◆ CONSIGNE ÉCRITE A:
Remplacez « branch » par « limb » dans le passage des enregistrements allant du début jusqu'à la ligne contenant « [97,0,160,61] », les deux bornes comprises. Recopiez ce passage en laissant tout le reste inchangé.

◆ TEXTE À LIRE:
■ ■ ■
J.-C.C. : Alors que Claudel voit dans sa bibliothèque les « stratifications d’une mine de charbon », un de mes amis compare ses livres à une chaude fourrure. Il se sent comme réchauffé, comme abrité par les livres. Protégé contre l’erreur, contre l’incertitude et aussi contre les frimas. Etre entouré par toutes les idées du monde, par tous les sentiments, toute la connaissance et tous les errements possibles, vous offre une sensation de sécurité et de confort. Vous n’aurez jamais froid au sein de votre bibliothèque. Vous voilà protégé, en tout cas, contre les dangers glacés de l’ignorance.
■ ■ ■
◆ Quelques enregistrements:

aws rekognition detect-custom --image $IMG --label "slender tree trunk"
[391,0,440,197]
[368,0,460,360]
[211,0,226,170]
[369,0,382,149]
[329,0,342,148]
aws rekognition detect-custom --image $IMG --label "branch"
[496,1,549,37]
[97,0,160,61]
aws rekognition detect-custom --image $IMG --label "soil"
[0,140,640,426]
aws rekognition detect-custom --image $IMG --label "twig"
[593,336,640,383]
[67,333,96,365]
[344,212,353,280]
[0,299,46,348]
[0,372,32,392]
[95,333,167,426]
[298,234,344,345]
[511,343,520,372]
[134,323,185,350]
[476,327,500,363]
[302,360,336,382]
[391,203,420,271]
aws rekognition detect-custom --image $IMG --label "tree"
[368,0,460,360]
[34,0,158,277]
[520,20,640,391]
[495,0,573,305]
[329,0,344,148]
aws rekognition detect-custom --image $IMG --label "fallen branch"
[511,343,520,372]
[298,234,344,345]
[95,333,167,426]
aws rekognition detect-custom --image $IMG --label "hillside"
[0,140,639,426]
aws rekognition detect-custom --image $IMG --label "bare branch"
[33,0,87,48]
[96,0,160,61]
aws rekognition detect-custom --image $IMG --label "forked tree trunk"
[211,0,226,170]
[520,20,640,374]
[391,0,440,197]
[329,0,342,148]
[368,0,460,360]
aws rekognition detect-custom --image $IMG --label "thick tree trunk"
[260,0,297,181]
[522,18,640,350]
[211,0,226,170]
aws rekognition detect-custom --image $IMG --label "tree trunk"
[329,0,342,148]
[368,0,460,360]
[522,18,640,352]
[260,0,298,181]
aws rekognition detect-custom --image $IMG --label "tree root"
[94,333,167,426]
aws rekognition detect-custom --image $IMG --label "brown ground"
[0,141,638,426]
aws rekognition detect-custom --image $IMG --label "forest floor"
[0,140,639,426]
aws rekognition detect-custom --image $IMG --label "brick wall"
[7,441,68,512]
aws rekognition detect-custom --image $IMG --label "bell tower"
■ ■ ■
◆ CONSIGNE ÉCRITE B:
Dans le texte sur la bibliothèque, recopiez à l'identique le passage allant de « J.-C.C. : Alors » jusqu'à « glacés de l’ignorance. ».

◆ RÉPONSE ATTENDUE A:
aws rekognition detect-custom --image $IMG --label "slender tree trunk"
[391,0,440,197]
[368,0,460,360]
[211,0,226,170]
[369,0,382,149]
[329,0,342,148]
aws rekognition detect-custom --image $IMG --label "limb"
[496,1,549,37]
[97,0,160,61]

◆ RÉPONSE ATTENDUE B:
J.-C.C. : Alors que Claudel voit dans sa bibliothèque les « stratifications d’une mine de charbon », un de mes amis compare ses livres à une chaude fourrure. Il se sent comme réchauffé, comme abrité par les livres. Protégé contre l’erreur, contre l’incertitude et aussi contre les frimas. Etre entouré par toutes les idées du monde, par tous les sentiments, toute la connaissance et tous les errements possibles, vous offre une sensation de sécurité et de confort. Vous n’aurez jamais froid au sein de votre bibliothèque. Vous voilà protégé, en tout cas, contre les dangers glacés de l’ignorance.